REQUISITOS
Muestra cada línea de abajo que contenga la cadena "item". Distingue entre mayúsculas y minúsculas.

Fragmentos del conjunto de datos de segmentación
______
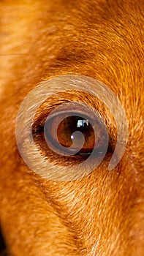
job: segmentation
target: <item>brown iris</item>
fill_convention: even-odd
[[[99,122],[78,113],[69,113],[69,116],[67,113],[58,114],[48,119],[45,138],[54,151],[56,148],[64,155],[90,154],[94,148],[101,148],[106,139]]]

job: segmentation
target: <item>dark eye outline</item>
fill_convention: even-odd
[[[61,113],[63,113],[64,111],[61,111],[59,113],[59,114],[61,114]],[[87,116],[88,113],[87,113],[87,111],[86,113],[83,113],[83,112],[82,111],[77,111],[77,112],[73,112],[73,113],[76,114],[77,116],[78,116],[79,114],[80,115],[83,115],[83,116],[84,118],[86,118],[86,116],[88,117],[88,118],[90,119],[90,118]],[[57,114],[58,115],[58,114]],[[102,121],[102,118],[101,116],[99,116],[99,115],[96,115],[97,116],[97,122],[99,124],[99,125],[102,126],[104,127],[104,124],[103,124],[103,121]],[[55,117],[55,116],[52,116],[53,118]],[[42,133],[44,131],[44,125],[45,125],[45,121],[46,120],[46,116],[44,116],[43,118],[38,118],[38,123],[37,123],[37,121],[36,120],[34,121],[34,123],[33,124],[33,138],[34,138],[34,141],[37,145],[37,141],[36,141],[36,138],[37,138],[39,136],[39,133]],[[92,120],[91,118],[91,120]],[[39,150],[42,149],[42,148],[40,148],[40,147],[39,146]],[[99,156],[102,157],[102,155],[103,154],[102,153],[102,147],[101,148],[95,148],[96,149],[96,154],[99,154]],[[54,157],[54,154],[52,153],[52,152],[49,152],[49,154],[45,154],[45,150],[42,150],[42,154],[43,154],[43,156],[45,156],[45,158],[48,158],[49,159],[49,157]],[[48,152],[47,152],[48,153]],[[90,155],[91,154],[91,152],[90,152],[90,154],[77,154],[77,155],[74,155],[74,156],[72,156],[71,157],[64,157],[64,161],[67,161],[68,162],[72,162],[72,159],[74,159],[75,157],[77,157],[77,159],[80,159],[81,160],[85,160],[85,159],[87,159],[87,157],[88,157],[88,155]],[[105,152],[104,153],[105,154]],[[58,157],[58,155],[57,155],[57,157]]]

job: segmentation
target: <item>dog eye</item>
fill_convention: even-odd
[[[62,146],[65,154],[68,154],[71,153],[75,154],[75,152],[77,152],[76,153],[77,154],[91,154],[94,147],[99,148],[102,146],[105,135],[100,125],[87,116],[82,117],[77,115],[73,113],[70,116],[65,117],[64,114],[60,114],[48,120],[45,127],[46,141],[59,150]],[[62,121],[59,121],[61,119]],[[53,132],[56,129],[57,124],[59,124],[56,133]]]
[[[78,113],[58,113],[33,127],[33,138],[42,152],[50,148],[60,156],[86,156],[102,151],[107,141],[105,125]],[[49,152],[50,153],[50,152]]]

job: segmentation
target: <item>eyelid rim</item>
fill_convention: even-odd
[[[55,93],[62,92],[72,90],[72,88],[73,90],[87,91],[97,97],[106,105],[114,116],[118,128],[117,143],[109,163],[109,170],[118,165],[126,147],[129,125],[125,111],[118,98],[109,87],[94,78],[82,75],[64,75],[50,78],[36,86],[24,99],[18,113],[15,126],[17,145],[23,160],[31,170],[43,178],[61,181],[76,180],[88,175],[99,165],[99,162],[91,162],[91,154],[84,163],[76,166],[76,169],[69,167],[68,173],[67,166],[62,169],[56,168],[53,173],[53,165],[50,163],[48,165],[35,147],[31,127],[37,110],[46,98],[53,94],[53,91]],[[34,153],[32,159],[29,154],[29,150]]]

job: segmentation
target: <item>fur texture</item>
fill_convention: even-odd
[[[0,3],[1,223],[10,255],[142,256],[143,0]],[[129,136],[112,171],[107,154],[82,179],[56,182],[25,165],[15,118],[35,86],[68,74],[94,78],[113,91],[125,110]],[[57,100],[56,95],[53,106]],[[115,137],[115,124],[107,125]]]

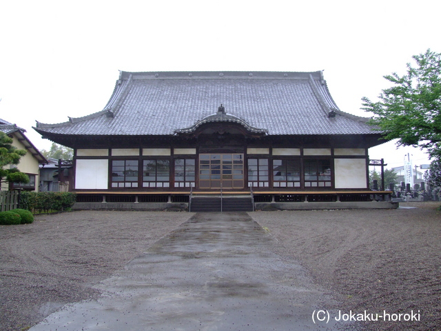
______
RESULTADO
target: <item>brown iris</item>
target: <item>dark eye outline</item>
target: <item>dog eye</item>
target: <item>eyelid rim</item>
target: <item>fur texture</item>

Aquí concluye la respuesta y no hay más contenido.